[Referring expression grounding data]
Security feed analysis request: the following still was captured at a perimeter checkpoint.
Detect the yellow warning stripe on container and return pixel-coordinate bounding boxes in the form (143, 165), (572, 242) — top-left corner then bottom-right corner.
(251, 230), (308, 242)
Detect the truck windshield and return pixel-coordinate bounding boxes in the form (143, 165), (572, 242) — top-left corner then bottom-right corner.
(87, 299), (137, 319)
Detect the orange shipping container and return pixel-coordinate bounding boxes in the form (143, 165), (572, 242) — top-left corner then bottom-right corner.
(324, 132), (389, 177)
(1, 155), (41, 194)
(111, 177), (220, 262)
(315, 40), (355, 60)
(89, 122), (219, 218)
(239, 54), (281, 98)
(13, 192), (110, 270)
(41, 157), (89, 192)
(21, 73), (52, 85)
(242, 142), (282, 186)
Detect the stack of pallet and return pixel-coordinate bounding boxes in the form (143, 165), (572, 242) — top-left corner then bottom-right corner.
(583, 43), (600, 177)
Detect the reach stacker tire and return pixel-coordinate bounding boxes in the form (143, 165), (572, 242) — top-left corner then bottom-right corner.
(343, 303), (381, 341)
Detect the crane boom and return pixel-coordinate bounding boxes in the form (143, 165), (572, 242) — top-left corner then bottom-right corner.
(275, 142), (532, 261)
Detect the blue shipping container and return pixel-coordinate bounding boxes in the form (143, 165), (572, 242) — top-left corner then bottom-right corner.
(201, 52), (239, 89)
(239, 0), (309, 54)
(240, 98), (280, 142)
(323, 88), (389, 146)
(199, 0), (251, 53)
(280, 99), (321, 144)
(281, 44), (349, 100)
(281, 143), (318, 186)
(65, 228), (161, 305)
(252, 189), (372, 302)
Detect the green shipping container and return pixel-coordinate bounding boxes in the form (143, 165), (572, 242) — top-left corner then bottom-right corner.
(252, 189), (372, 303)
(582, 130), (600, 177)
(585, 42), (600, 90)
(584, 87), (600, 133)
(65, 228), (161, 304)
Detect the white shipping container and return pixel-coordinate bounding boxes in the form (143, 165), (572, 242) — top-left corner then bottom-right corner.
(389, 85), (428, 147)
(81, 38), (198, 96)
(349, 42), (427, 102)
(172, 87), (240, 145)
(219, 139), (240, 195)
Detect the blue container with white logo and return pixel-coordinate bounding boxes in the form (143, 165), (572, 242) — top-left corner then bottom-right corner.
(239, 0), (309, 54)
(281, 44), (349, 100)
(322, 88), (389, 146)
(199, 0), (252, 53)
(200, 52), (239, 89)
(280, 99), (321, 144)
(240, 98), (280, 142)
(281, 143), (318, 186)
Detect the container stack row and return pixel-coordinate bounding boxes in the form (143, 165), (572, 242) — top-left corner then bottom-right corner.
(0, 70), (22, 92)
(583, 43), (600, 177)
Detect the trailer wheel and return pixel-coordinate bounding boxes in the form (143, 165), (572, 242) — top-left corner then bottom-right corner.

* _INSTRUCTIONS FOR THE TASK_
The line with "Detect the container" through the last line of the data: write these out exactly, and no others.

* _SOLUTION BELOW_
Detect the container stack row and return pixel-coordinate bounding boxes in the form (143, 165), (572, 242) — top-left corner then bottom-right corner.
(0, 70), (22, 92)
(583, 43), (600, 177)
Detect the trailer wheel and return pixel-coordinate bounding boxes in the form (143, 165), (572, 242) — top-left corner then bottom-right corner.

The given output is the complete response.